# [Goal of the exercise]
Transcribe every entry below word for word, keeping each line as it appears. Leave the pictures out of your answer.

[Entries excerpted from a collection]
******************************

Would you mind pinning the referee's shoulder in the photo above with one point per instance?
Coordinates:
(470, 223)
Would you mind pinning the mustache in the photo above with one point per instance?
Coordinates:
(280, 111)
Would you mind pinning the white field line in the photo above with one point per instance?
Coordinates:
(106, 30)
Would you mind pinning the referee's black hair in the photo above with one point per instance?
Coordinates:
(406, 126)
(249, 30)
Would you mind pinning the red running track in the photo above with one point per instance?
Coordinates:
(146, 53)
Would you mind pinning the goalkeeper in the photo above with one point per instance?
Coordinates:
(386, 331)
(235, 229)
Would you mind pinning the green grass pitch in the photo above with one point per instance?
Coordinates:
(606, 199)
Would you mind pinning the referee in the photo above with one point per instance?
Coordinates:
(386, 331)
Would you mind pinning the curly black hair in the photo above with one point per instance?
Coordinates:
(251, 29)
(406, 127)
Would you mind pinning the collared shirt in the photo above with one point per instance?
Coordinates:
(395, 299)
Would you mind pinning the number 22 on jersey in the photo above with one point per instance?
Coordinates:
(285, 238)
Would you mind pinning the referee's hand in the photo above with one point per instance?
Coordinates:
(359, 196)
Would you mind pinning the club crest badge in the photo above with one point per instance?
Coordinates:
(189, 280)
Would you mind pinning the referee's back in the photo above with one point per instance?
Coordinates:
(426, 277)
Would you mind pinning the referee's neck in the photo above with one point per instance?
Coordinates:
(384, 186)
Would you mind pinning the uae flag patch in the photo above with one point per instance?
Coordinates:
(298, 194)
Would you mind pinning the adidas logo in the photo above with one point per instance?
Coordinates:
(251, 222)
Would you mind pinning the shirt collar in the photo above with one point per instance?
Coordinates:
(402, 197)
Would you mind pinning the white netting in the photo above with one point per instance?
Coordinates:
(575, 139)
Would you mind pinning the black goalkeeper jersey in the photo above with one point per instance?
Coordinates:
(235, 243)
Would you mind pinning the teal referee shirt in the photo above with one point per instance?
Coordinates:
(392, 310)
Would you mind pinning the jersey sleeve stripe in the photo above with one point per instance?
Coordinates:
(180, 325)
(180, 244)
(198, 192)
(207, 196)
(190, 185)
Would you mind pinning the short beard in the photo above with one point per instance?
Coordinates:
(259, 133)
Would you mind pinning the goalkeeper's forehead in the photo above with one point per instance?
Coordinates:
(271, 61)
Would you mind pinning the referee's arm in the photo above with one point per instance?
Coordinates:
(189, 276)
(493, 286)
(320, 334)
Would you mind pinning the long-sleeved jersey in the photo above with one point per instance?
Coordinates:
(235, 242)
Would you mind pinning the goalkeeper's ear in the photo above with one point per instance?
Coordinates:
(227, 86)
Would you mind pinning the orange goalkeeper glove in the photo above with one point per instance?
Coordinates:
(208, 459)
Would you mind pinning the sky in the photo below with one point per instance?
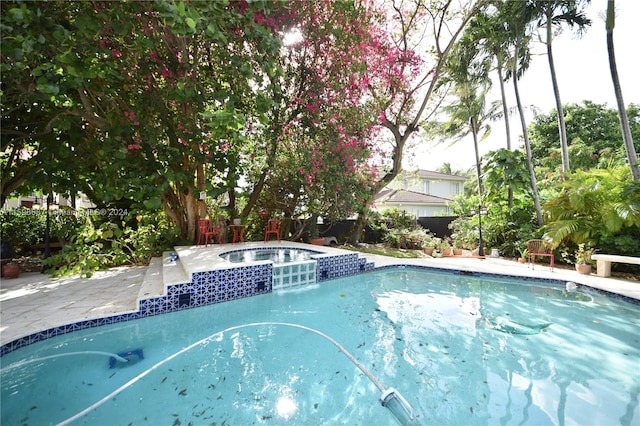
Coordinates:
(582, 69)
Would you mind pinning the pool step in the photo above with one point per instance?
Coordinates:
(173, 270)
(152, 284)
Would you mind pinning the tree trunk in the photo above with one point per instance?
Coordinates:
(401, 139)
(562, 128)
(622, 112)
(507, 126)
(474, 132)
(527, 145)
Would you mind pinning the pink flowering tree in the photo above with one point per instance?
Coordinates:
(318, 152)
(421, 35)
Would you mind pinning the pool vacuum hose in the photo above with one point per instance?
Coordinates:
(390, 398)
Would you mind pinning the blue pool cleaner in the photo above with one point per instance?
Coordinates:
(126, 356)
(390, 398)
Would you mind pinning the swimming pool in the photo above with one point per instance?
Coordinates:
(460, 349)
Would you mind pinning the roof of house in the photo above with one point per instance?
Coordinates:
(431, 175)
(391, 196)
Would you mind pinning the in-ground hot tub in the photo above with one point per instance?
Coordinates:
(276, 255)
(291, 266)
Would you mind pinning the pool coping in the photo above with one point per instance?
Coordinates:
(374, 262)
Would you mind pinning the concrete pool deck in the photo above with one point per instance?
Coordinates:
(35, 302)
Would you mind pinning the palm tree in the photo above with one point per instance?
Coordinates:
(518, 16)
(468, 74)
(556, 13)
(624, 120)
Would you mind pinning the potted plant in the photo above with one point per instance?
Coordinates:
(430, 244)
(445, 248)
(314, 237)
(524, 253)
(583, 259)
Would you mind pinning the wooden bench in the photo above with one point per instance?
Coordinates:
(604, 262)
(539, 248)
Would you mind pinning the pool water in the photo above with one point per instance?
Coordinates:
(285, 255)
(461, 350)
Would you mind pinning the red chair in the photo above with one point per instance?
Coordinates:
(273, 227)
(540, 248)
(205, 232)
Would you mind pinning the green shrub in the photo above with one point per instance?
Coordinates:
(103, 242)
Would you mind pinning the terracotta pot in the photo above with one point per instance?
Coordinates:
(583, 269)
(11, 270)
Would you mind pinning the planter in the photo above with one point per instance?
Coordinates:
(10, 270)
(317, 241)
(584, 269)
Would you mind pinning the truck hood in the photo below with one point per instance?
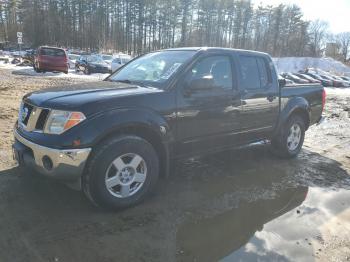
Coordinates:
(78, 96)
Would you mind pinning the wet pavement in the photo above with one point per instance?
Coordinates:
(234, 206)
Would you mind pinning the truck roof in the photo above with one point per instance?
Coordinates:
(204, 48)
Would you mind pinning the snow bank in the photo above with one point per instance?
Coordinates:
(294, 64)
(29, 71)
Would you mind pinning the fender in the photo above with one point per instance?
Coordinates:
(293, 105)
(109, 122)
(112, 122)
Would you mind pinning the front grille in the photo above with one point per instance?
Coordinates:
(26, 112)
(32, 118)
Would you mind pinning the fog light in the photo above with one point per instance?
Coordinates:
(47, 163)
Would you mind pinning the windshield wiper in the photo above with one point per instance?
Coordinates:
(126, 81)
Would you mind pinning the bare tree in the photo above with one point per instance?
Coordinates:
(318, 31)
(343, 40)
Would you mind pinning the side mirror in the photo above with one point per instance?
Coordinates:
(282, 82)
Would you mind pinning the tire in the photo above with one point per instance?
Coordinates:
(290, 139)
(112, 161)
(36, 69)
(87, 71)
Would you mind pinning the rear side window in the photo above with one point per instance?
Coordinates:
(254, 73)
(217, 68)
(250, 78)
(52, 52)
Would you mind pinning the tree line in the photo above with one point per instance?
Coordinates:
(138, 26)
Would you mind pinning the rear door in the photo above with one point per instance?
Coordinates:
(259, 97)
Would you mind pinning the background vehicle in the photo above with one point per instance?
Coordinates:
(308, 78)
(72, 58)
(335, 82)
(4, 57)
(51, 59)
(114, 138)
(119, 60)
(91, 64)
(295, 78)
(288, 81)
(324, 82)
(345, 78)
(107, 58)
(344, 83)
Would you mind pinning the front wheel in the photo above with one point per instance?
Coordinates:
(290, 139)
(121, 172)
(87, 71)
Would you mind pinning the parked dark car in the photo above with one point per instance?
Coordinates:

******************************

# [Exercise response]
Would you mind pinning the referee's shoulder in the photo above with one point per instance?
Coordinates:
(470, 223)
Would you mind pinning the mustache in the photo above with one point per instance?
Coordinates:
(280, 111)
Would you mind pinning the white field line in the photo above with one point per instance?
Coordinates:
(106, 30)
Would you mind pinning the referee's black hair in the photo above with one point per instance?
Coordinates:
(406, 126)
(249, 30)
Would you mind pinning the red running track in the photo above with one point per instance?
Coordinates:
(146, 53)
Would you mind pinning the goalkeeper in the photo above with one point per instance?
Coordinates:
(386, 331)
(235, 229)
Would you mind pinning the green grass pitch in the photo above with one point per instance?
Coordinates:
(606, 199)
Would you mind pinning the referee in the photo above with one point per instance?
Coordinates:
(386, 331)
Would you mind pinning the curly black hair in the photo above with one point per instance?
Coordinates:
(251, 29)
(406, 127)
Would you mind pinning the collared shirt in the photo above with one point per instance?
Coordinates:
(395, 299)
Would you mind pinning the number 22 on jersey in the photo above with one point per instance?
Coordinates:
(285, 238)
Would you mind pinning the referee's hand in the photo above with one point per instance?
Coordinates:
(359, 196)
Would you mind pinning the club crest badge in the photo above with one point per instance?
Coordinates:
(189, 280)
Would you mind pinning the referee's back in the photo above with one point per instance?
Coordinates:
(426, 277)
Would you mind pinning the referee's neck in the photo above with one point per instance?
Coordinates:
(384, 186)
Would you mind pinning the uae flag patch in the photo above with one point per instance?
Coordinates:
(298, 194)
Would you mind pinning the adidas logo in the photo above with one point per instance?
Coordinates:
(251, 222)
Would you mind pinning the shirt collar in the photo above with one point per instance?
Coordinates:
(402, 197)
Would you mind pinning the white netting in the photo above with one point per instance?
Coordinates:
(575, 139)
Would you mind pinning the black goalkeeper jersey in the photo above with one point per instance?
Coordinates:
(235, 243)
Would you mind pinning the teal referee shirt in the photo above with one point per instance?
Coordinates:
(392, 310)
Would you mind pinning the jersey sleeve stripe in the photo above with one point per instance?
Coordinates:
(180, 325)
(180, 244)
(198, 192)
(207, 196)
(190, 185)
Would you mind pinning the short beard in the photo above with one point per instance?
Coordinates:
(259, 133)
Would you mind pinning the goalkeeper's forehead in the photo above with one point per instance?
Coordinates:
(271, 61)
Would you mind pinning the referee's arm in the photo above with one point per instance?
Coordinates:
(189, 276)
(493, 286)
(320, 334)
Would you mind pinning the long-sleeved jersey in the photo above with one point per instance?
Coordinates:
(235, 242)
Would you mind pinning the goalkeeper's ear in the photo above with one point per instance?
Coordinates:
(227, 86)
Would you mind pinning the orange goalkeeper glove in the photo above with one point per instance?
Coordinates:
(208, 459)
Would you mind pinning the sky in the photo below with one point per instance?
Coordinates:
(582, 69)
Would you mind pinning the pool step in the photo above with one point per instance?
Coordinates:
(173, 270)
(152, 284)
Would you mind pinning the tree trunk in the photo above with one point per instance?
Coordinates:
(401, 139)
(562, 128)
(622, 112)
(507, 126)
(474, 132)
(527, 145)
Would you mind pinning the pink flowering tree in the photo above with one point per instance?
Coordinates:
(318, 152)
(421, 35)
Would you mind pinning the pool vacuum hose in the photo above with one point per instance?
Coordinates:
(390, 398)
Would you mind pinning the blue pool cleaner in the photo above with one point per instance?
Coordinates:
(126, 356)
(390, 398)
Would you mind pinning the swimming pool in the photo above with one point per instance?
Coordinates:
(460, 349)
Would you mind pinning the roof of house in the photo above with one point per instance?
Coordinates:
(431, 175)
(391, 196)
Would you mind pinning the in-ground hot tub in the photo above with one point per instance?
Coordinates:
(276, 255)
(291, 266)
Would you mind pinning the pool coping in the photo above with one point per instance?
Coordinates:
(374, 262)
Would you mind pinning the concrete pool deck in the photo above with one point per instance?
Coordinates:
(35, 302)
Would you mind pinning the palm tree in the photo above with one point per instance?
Coordinates:
(518, 16)
(468, 74)
(556, 13)
(624, 120)
Would you mind pinning the potted plant in the photo above with one point per instance?
Coordinates:
(430, 244)
(445, 248)
(314, 237)
(524, 253)
(583, 259)
Would you mind pinning the wooden bench in the photo above with one point per instance?
Coordinates:
(604, 262)
(539, 248)
Would you mind pinning the pool water in the photo above with one point per instance?
Coordinates:
(285, 255)
(461, 350)
Would you mind pinning the red chair in the photo above with one point per instance?
Coordinates:
(273, 227)
(540, 248)
(205, 232)
Would you mind pinning the green shrub in the photo above with one point per instance?
Coordinates:
(103, 242)
Would you mind pinning the terracotta pot in the photo above with one point per instance?
Coordinates:
(583, 269)
(11, 270)
Would you mind pinning the planter in the photo above with one point per instance?
Coordinates:
(10, 270)
(317, 241)
(584, 269)
Would you mind pinning the truck hood in the photo below with one point per instance?
Coordinates:
(78, 96)
Would you mind pinning the wet pavement in the photo above with one point per instance?
Coordinates:
(234, 206)
Would you mind pinning the truck roof in the photo above with one point per instance?
Coordinates:
(204, 48)
Would you mind pinning the snow bank in the photo above with one point per instance?
Coordinates:
(294, 64)
(29, 71)
Would you mind pinning the fender in the photo above with one point per instance?
Coordinates:
(293, 105)
(109, 122)
(112, 122)
Would you mind pinning the front grille in the photo above with one point per instance?
Coordinates:
(26, 112)
(32, 118)
Would you mind pinning the fog light in the photo above with one point per instance?
Coordinates:
(47, 163)
Would you mind pinning the windshield wiper in the photo above with one point per instance?
Coordinates:
(126, 81)
Would you mind pinning the bare tree in the photo above with one point per instance?
Coordinates:
(318, 31)
(343, 40)
Would you mind pinning the side mirror in the photo above with one point per instance?
Coordinates:
(282, 82)
Would you mind pinning the tire in the photo above with one point per instance?
Coordinates:
(290, 139)
(112, 161)
(36, 69)
(87, 71)
Would you mind pinning the rear side window in the photo above with one point per instance?
Coordinates:
(254, 73)
(217, 68)
(250, 78)
(52, 52)
Would you mind pinning the tree line in the photo above with one point per instance?
Coordinates:
(138, 26)
Would you mind pinning the rear door in the photo above with one point per instance?
Coordinates:
(259, 97)
Would you mind pinning the background vehicle in the photo above with one point per instance?
Coordinates:
(308, 78)
(72, 58)
(335, 82)
(4, 57)
(51, 59)
(114, 138)
(119, 60)
(91, 64)
(295, 78)
(288, 81)
(324, 82)
(345, 78)
(107, 58)
(344, 83)
Would you mind pinning the front wheel in the photo above with one point per instance?
Coordinates:
(290, 139)
(121, 172)
(87, 71)
Would you mind pinning the parked dark car in the photo above with one point per instance?
Coordinates:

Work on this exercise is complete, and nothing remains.